Detection examples:

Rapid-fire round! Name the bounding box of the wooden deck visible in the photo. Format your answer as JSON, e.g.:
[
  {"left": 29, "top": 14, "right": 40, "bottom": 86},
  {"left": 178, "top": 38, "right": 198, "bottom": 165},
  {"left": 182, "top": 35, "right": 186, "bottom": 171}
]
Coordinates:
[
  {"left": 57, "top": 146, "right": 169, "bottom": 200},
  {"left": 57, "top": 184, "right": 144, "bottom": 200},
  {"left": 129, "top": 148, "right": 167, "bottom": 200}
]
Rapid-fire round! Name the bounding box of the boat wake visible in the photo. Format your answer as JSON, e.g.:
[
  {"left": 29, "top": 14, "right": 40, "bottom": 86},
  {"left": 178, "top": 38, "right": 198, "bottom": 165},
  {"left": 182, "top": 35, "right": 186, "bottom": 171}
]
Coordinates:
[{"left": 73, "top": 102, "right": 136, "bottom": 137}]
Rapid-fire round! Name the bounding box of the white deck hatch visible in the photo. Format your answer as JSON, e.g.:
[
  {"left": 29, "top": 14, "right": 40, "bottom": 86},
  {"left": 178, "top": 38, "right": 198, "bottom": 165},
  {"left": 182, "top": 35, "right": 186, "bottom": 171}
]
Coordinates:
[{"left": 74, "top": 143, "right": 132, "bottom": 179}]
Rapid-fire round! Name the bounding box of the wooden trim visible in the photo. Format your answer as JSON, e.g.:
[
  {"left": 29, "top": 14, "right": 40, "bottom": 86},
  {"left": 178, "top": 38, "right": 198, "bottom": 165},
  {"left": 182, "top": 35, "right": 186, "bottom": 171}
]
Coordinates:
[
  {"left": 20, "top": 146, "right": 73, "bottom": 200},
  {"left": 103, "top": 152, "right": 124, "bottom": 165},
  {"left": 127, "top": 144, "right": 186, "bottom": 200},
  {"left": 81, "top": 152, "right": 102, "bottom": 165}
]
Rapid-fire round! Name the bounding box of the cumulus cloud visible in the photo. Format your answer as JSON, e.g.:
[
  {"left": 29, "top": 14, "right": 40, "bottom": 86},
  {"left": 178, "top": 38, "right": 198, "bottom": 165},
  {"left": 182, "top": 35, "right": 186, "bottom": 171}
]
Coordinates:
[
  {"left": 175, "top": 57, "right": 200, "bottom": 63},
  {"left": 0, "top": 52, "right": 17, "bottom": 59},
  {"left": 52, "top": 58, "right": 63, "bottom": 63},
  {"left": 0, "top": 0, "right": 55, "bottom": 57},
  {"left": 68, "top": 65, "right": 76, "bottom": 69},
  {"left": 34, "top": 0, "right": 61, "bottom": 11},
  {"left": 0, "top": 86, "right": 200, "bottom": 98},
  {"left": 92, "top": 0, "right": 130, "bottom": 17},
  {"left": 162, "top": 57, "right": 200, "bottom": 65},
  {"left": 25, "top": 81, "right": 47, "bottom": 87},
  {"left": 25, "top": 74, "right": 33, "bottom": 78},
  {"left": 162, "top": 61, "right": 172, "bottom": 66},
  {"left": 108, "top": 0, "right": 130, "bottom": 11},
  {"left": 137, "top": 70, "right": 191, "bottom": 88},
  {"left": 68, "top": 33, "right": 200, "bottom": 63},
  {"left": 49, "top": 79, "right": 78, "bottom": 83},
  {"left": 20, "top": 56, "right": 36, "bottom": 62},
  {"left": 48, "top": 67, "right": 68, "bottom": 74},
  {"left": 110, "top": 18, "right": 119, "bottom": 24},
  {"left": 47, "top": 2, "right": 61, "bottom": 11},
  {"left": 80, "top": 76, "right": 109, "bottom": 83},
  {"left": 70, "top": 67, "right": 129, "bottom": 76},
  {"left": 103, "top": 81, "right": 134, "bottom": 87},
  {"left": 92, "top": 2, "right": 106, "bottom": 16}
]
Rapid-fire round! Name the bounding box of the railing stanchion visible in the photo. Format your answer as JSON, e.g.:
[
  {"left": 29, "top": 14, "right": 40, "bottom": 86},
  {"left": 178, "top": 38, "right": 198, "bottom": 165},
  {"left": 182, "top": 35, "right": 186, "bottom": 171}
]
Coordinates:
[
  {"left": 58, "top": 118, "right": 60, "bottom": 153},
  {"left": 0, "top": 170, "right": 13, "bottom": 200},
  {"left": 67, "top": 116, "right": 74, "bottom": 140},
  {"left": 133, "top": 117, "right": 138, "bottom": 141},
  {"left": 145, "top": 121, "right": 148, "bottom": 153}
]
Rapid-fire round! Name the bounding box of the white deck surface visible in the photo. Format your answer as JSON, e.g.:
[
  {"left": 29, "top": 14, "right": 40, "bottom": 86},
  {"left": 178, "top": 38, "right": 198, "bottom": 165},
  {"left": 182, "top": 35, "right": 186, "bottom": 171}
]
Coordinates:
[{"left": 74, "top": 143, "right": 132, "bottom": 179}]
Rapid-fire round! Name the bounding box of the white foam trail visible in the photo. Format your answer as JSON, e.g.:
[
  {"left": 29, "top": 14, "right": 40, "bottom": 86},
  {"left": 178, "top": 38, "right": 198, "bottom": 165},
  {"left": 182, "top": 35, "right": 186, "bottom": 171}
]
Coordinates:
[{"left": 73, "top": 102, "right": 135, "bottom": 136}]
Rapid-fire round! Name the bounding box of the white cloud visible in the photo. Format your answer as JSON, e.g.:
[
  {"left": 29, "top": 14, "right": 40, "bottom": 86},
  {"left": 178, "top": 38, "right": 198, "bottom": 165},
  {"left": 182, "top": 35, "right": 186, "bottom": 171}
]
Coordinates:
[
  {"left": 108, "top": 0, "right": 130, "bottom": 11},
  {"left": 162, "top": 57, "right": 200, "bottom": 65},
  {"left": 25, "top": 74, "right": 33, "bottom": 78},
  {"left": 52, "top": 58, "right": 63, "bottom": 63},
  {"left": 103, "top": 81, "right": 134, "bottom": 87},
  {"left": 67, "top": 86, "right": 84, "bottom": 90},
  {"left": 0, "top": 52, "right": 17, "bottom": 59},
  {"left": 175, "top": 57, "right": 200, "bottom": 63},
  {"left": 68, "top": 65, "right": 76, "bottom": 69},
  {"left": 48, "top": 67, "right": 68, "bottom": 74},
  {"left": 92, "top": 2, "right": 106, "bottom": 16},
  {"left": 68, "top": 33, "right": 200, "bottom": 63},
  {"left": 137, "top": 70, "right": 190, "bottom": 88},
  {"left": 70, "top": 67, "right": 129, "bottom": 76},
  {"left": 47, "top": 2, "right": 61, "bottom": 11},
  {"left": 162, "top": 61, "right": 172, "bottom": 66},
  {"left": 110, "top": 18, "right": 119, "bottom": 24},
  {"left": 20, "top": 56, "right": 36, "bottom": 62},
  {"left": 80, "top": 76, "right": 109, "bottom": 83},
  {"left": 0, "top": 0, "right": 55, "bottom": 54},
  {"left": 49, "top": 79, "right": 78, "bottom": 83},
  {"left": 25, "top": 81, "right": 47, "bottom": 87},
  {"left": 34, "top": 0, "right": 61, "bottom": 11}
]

> **INSTRUCTION**:
Render every line of the data above as a Markdown table with the columns Num and Content, numbering the rows in order and omitting blank lines.

> **CORRECT RESPONSE**:
| Num | Content |
|---|---|
| 1 | Rapid-fire round! Name the bounding box of the wooden deck visible in the photo. Format your answer as JSON, e.g.: |
| 2 | [ |
| 3 |   {"left": 29, "top": 14, "right": 40, "bottom": 86}, |
| 4 |   {"left": 178, "top": 38, "right": 198, "bottom": 165}, |
| 5 |   {"left": 182, "top": 35, "right": 186, "bottom": 171} |
| 6 | ] |
| 7 | Coordinates: |
| 8 | [ |
| 9 |   {"left": 57, "top": 146, "right": 169, "bottom": 200}, |
| 10 |   {"left": 57, "top": 184, "right": 144, "bottom": 200}, |
| 11 |   {"left": 129, "top": 148, "right": 167, "bottom": 200} |
| 12 | ] |
| 13 | Rapid-fire round! Name the bounding box of the boat wake visible in the photo. Format your answer as JSON, e.g.: |
| 14 | [ |
| 15 |   {"left": 29, "top": 14, "right": 40, "bottom": 86}, |
| 16 |   {"left": 178, "top": 38, "right": 198, "bottom": 165}, |
| 17 |   {"left": 182, "top": 35, "right": 186, "bottom": 171} |
| 18 | ] |
| 19 | Coordinates: |
| 20 | [{"left": 73, "top": 102, "right": 136, "bottom": 137}] |
| 21 | Rapid-fire round! Name the bounding box of the white deck hatch visible in the photo. Format your answer as JSON, e.g.: |
| 22 | [ |
| 23 |   {"left": 29, "top": 14, "right": 40, "bottom": 86}, |
| 24 |   {"left": 178, "top": 38, "right": 198, "bottom": 165}, |
| 25 |   {"left": 182, "top": 35, "right": 186, "bottom": 171} |
| 26 | ] |
| 27 | Coordinates: |
| 28 | [{"left": 74, "top": 143, "right": 132, "bottom": 179}] |
| 29 | Rapid-fire round! Name the bounding box of the wooden trim visible in the photo. Format your answer as JSON, e.g.: |
| 30 | [ |
| 31 |   {"left": 29, "top": 14, "right": 40, "bottom": 86}, |
| 32 |   {"left": 178, "top": 38, "right": 198, "bottom": 165}, |
| 33 |   {"left": 182, "top": 35, "right": 186, "bottom": 171} |
| 34 | ] |
| 35 | Coordinates: |
| 36 | [ |
| 37 |   {"left": 20, "top": 146, "right": 73, "bottom": 200}, |
| 38 |   {"left": 103, "top": 152, "right": 124, "bottom": 165}, |
| 39 |   {"left": 127, "top": 144, "right": 186, "bottom": 200}, |
| 40 |   {"left": 81, "top": 152, "right": 102, "bottom": 165} |
| 41 | ] |
| 42 | Rapid-fire round! Name the bounding box of the cumulus cloud visible in the photo. Format your answer as JSON, e.g.: |
| 43 | [ |
| 44 |   {"left": 29, "top": 14, "right": 40, "bottom": 86}, |
| 45 |   {"left": 178, "top": 38, "right": 198, "bottom": 165}, |
| 46 |   {"left": 182, "top": 35, "right": 186, "bottom": 171} |
| 47 | ] |
| 48 | Coordinates: |
| 49 | [ |
| 50 |   {"left": 175, "top": 57, "right": 200, "bottom": 63}, |
| 51 |   {"left": 0, "top": 52, "right": 17, "bottom": 59}, |
| 52 |   {"left": 52, "top": 58, "right": 63, "bottom": 63}, |
| 53 |   {"left": 0, "top": 0, "right": 55, "bottom": 57}, |
| 54 |   {"left": 68, "top": 65, "right": 76, "bottom": 69}, |
| 55 |   {"left": 34, "top": 0, "right": 61, "bottom": 11}, |
| 56 |   {"left": 0, "top": 86, "right": 200, "bottom": 98}, |
| 57 |   {"left": 92, "top": 0, "right": 130, "bottom": 17}, |
| 58 |   {"left": 162, "top": 57, "right": 200, "bottom": 65}, |
| 59 |   {"left": 25, "top": 81, "right": 47, "bottom": 87}, |
| 60 |   {"left": 25, "top": 74, "right": 33, "bottom": 78}, |
| 61 |   {"left": 162, "top": 61, "right": 172, "bottom": 66}, |
| 62 |   {"left": 108, "top": 0, "right": 130, "bottom": 11}, |
| 63 |   {"left": 137, "top": 70, "right": 191, "bottom": 88}, |
| 64 |   {"left": 68, "top": 33, "right": 200, "bottom": 63}, |
| 65 |   {"left": 49, "top": 79, "right": 78, "bottom": 83}, |
| 66 |   {"left": 20, "top": 56, "right": 36, "bottom": 62}, |
| 67 |   {"left": 48, "top": 67, "right": 68, "bottom": 74}, |
| 68 |   {"left": 110, "top": 18, "right": 119, "bottom": 24}, |
| 69 |   {"left": 47, "top": 2, "right": 61, "bottom": 11}, |
| 70 |   {"left": 80, "top": 76, "right": 109, "bottom": 83}, |
| 71 |   {"left": 70, "top": 67, "right": 129, "bottom": 76}, |
| 72 |   {"left": 103, "top": 81, "right": 134, "bottom": 87}, |
| 73 |   {"left": 92, "top": 2, "right": 106, "bottom": 16} |
| 74 | ] |
| 75 | Rapid-fire round! Name the bounding box of the railing stanchion visible in the photo. Format your answer as JSON, e.g.: |
| 76 | [ |
| 77 |   {"left": 29, "top": 14, "right": 40, "bottom": 86}, |
| 78 |   {"left": 178, "top": 38, "right": 198, "bottom": 165}, |
| 79 |   {"left": 182, "top": 35, "right": 186, "bottom": 171} |
| 80 | ] |
| 81 | Coordinates: |
| 82 | [ |
| 83 |   {"left": 58, "top": 118, "right": 60, "bottom": 153}, |
| 84 |   {"left": 0, "top": 170, "right": 13, "bottom": 200}, |
| 85 |   {"left": 67, "top": 116, "right": 74, "bottom": 140}, |
| 86 |   {"left": 133, "top": 117, "right": 138, "bottom": 141}, |
| 87 |   {"left": 145, "top": 121, "right": 148, "bottom": 153} |
| 88 | ] |
| 89 | Rapid-fire round! Name the bounding box of the white deck surface visible in the photo. Format your answer as JSON, e.g.: |
| 90 | [ |
| 91 |   {"left": 29, "top": 14, "right": 40, "bottom": 86}, |
| 92 |   {"left": 178, "top": 38, "right": 198, "bottom": 165}, |
| 93 |   {"left": 182, "top": 35, "right": 186, "bottom": 171} |
| 94 | ] |
| 95 | Coordinates: |
| 96 | [{"left": 74, "top": 143, "right": 132, "bottom": 179}] |
| 97 | Rapid-fire round! Name the bounding box of the white foam trail visible in the photo. Format your answer as JSON, e.g.: |
| 98 | [ |
| 99 |   {"left": 29, "top": 14, "right": 40, "bottom": 86}, |
| 100 |   {"left": 178, "top": 38, "right": 198, "bottom": 165}, |
| 101 |   {"left": 182, "top": 35, "right": 186, "bottom": 171} |
| 102 | ] |
| 103 | Coordinates: |
| 104 | [{"left": 73, "top": 102, "right": 135, "bottom": 136}] |
| 105 | Rapid-fire round! Name the bounding box of the white cloud visible in the photo. Format your answer as JSON, e.g.: |
| 106 | [ |
| 107 |   {"left": 29, "top": 14, "right": 40, "bottom": 86}, |
| 108 |   {"left": 178, "top": 38, "right": 198, "bottom": 165}, |
| 109 |   {"left": 182, "top": 35, "right": 186, "bottom": 171} |
| 110 | ] |
| 111 | Coordinates: |
| 112 | [ |
| 113 |   {"left": 108, "top": 0, "right": 130, "bottom": 11}, |
| 114 |   {"left": 162, "top": 57, "right": 200, "bottom": 65}, |
| 115 |   {"left": 25, "top": 74, "right": 33, "bottom": 78}, |
| 116 |   {"left": 52, "top": 58, "right": 63, "bottom": 63}, |
| 117 |   {"left": 103, "top": 81, "right": 134, "bottom": 87}, |
| 118 |   {"left": 67, "top": 86, "right": 84, "bottom": 90}, |
| 119 |   {"left": 0, "top": 52, "right": 17, "bottom": 59}, |
| 120 |   {"left": 175, "top": 57, "right": 200, "bottom": 63}, |
| 121 |   {"left": 68, "top": 65, "right": 76, "bottom": 69}, |
| 122 |   {"left": 48, "top": 67, "right": 68, "bottom": 74}, |
| 123 |   {"left": 92, "top": 2, "right": 106, "bottom": 16}, |
| 124 |   {"left": 68, "top": 33, "right": 200, "bottom": 63}, |
| 125 |   {"left": 137, "top": 70, "right": 190, "bottom": 88}, |
| 126 |   {"left": 70, "top": 67, "right": 129, "bottom": 76}, |
| 127 |   {"left": 47, "top": 2, "right": 61, "bottom": 11}, |
| 128 |   {"left": 162, "top": 61, "right": 172, "bottom": 66}, |
| 129 |   {"left": 110, "top": 18, "right": 119, "bottom": 24}, |
| 130 |   {"left": 20, "top": 56, "right": 36, "bottom": 62}, |
| 131 |   {"left": 80, "top": 76, "right": 109, "bottom": 83}, |
| 132 |   {"left": 0, "top": 0, "right": 55, "bottom": 54}, |
| 133 |   {"left": 49, "top": 79, "right": 78, "bottom": 83}, |
| 134 |   {"left": 25, "top": 81, "right": 47, "bottom": 87}, |
| 135 |   {"left": 34, "top": 0, "right": 61, "bottom": 11} |
| 136 | ] |